## [EXERCISE GOAL]
In the records that come next, find every line with "query". Return those lines.

## [INPUT RECORDS]
━━━━━━

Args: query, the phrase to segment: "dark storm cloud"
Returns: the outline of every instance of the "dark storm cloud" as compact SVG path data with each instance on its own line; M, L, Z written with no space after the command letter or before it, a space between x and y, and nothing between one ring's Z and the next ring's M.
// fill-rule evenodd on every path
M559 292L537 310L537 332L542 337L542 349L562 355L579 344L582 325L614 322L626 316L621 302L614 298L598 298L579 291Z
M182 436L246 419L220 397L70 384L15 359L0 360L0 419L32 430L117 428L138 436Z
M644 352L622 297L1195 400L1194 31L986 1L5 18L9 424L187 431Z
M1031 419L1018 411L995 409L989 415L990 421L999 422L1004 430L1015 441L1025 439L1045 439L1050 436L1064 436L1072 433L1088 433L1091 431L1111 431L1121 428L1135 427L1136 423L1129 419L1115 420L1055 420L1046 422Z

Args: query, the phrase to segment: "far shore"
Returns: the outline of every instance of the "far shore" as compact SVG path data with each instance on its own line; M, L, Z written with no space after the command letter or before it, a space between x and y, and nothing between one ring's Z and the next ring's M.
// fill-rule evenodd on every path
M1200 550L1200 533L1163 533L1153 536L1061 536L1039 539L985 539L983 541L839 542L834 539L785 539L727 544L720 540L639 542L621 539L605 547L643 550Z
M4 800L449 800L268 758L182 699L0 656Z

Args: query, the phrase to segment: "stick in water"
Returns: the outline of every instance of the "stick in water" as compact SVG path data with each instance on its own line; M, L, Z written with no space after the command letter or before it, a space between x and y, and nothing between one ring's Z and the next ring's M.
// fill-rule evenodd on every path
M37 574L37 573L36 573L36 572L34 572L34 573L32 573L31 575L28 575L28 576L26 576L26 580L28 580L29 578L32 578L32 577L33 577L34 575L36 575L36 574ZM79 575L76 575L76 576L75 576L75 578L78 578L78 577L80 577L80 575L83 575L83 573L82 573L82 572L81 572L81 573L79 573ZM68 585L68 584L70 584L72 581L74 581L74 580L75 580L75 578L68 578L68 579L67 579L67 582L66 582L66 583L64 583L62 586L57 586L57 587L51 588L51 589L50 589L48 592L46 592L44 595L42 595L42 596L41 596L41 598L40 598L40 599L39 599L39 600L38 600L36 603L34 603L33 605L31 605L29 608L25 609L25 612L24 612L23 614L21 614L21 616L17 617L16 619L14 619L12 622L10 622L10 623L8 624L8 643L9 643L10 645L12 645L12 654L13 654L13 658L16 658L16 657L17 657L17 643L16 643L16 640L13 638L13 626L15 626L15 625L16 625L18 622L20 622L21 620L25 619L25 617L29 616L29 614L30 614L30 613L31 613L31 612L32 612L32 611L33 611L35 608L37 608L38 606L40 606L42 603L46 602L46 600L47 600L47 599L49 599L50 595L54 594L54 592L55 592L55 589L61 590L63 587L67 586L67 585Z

━━━━━━

## [EXERCISE SOLUTION]
Args: query, the phrase to segment: "dark storm cloud"
Args: query, the phrase to segment: "far shore"
Args: query, the phrase to segment: "stick in water"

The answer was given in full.